## Brief:
Copy each of the following rows verbatim, reproducing every line as it appears.
#####
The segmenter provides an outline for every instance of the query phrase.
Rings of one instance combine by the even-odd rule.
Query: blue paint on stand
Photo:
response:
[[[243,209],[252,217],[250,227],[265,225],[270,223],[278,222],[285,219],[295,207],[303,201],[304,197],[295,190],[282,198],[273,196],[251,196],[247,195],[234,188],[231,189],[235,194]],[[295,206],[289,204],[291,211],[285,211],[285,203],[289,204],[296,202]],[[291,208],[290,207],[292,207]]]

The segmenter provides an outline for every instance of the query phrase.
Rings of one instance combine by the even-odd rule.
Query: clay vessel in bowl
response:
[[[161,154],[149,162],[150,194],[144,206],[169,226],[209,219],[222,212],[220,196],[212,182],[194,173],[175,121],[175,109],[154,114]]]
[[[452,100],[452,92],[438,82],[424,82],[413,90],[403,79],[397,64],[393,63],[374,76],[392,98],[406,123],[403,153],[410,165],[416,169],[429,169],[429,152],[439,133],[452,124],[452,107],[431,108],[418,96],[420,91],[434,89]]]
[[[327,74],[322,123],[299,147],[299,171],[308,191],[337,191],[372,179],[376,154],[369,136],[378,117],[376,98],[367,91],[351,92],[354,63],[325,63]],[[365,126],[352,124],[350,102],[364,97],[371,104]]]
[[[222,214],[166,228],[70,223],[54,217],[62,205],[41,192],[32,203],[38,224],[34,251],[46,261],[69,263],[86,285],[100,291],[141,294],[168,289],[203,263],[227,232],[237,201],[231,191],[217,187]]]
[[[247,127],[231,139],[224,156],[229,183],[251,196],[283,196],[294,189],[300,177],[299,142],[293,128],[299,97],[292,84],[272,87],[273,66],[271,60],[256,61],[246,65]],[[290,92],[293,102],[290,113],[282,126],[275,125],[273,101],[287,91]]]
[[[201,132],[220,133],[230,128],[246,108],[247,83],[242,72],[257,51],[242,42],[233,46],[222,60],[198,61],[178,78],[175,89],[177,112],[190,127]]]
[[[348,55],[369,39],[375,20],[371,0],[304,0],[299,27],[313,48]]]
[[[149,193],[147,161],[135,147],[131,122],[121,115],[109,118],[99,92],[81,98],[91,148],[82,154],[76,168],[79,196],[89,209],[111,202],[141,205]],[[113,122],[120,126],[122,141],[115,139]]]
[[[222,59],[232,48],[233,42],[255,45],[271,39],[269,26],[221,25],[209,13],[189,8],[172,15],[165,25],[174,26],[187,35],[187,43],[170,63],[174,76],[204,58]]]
#####
## Result:
The segmenter provides an outline for every instance of the query phrase.
Rings of one instance combine by the even-odd rule.
Query: blue paint on stand
Photo:
response:
[[[243,209],[252,217],[250,227],[265,225],[270,223],[278,222],[285,219],[295,207],[303,201],[304,197],[295,190],[282,198],[273,196],[251,196],[247,195],[234,188],[231,189],[235,194]],[[295,206],[289,204],[291,211],[285,211],[285,203],[289,204],[296,202]],[[291,208],[290,207],[292,207]]]

The segmenter provides an outline for every instance of the query phrase.
Rings of one instance combine by the even-odd rule.
Query: clay vessel in bowl
response:
[[[161,154],[149,162],[150,194],[144,206],[169,226],[209,219],[222,212],[220,196],[212,182],[194,173],[175,121],[175,109],[154,114]]]
[[[452,100],[452,92],[438,82],[424,82],[413,90],[403,79],[397,64],[393,63],[374,76],[392,98],[406,123],[403,153],[410,165],[416,169],[429,169],[429,152],[439,133],[452,124],[452,107],[431,108],[418,96],[420,91],[434,89]]]
[[[327,74],[322,123],[299,147],[299,171],[308,191],[337,191],[372,179],[376,154],[369,136],[378,117],[376,98],[367,91],[351,92],[354,63],[325,63]],[[365,126],[352,124],[350,102],[364,97],[371,104]]]
[[[222,214],[166,228],[70,223],[54,217],[62,205],[41,192],[32,203],[38,224],[34,251],[46,261],[69,263],[86,285],[100,291],[141,294],[168,289],[203,263],[227,232],[237,201],[231,191],[217,187]]]
[[[247,127],[231,139],[224,156],[229,183],[251,196],[283,196],[294,189],[300,177],[299,142],[293,128],[299,97],[292,84],[272,87],[273,66],[271,60],[256,61],[246,65]],[[290,92],[293,102],[290,113],[282,126],[275,125],[273,101],[287,91]]]
[[[201,132],[220,133],[230,128],[246,108],[247,83],[242,72],[257,51],[242,42],[233,46],[222,60],[198,61],[178,78],[175,89],[177,112],[190,127]]]
[[[348,55],[369,39],[375,20],[371,0],[304,0],[299,27],[313,48]]]
[[[149,193],[147,161],[135,147],[131,122],[121,115],[109,118],[99,92],[81,98],[91,148],[82,154],[76,168],[79,196],[89,209],[111,202],[141,205]],[[113,122],[120,126],[122,141],[115,139]]]
[[[222,59],[232,48],[233,42],[255,45],[271,39],[269,26],[221,25],[209,13],[189,8],[172,15],[165,25],[174,26],[187,35],[187,43],[170,63],[174,76],[204,58]]]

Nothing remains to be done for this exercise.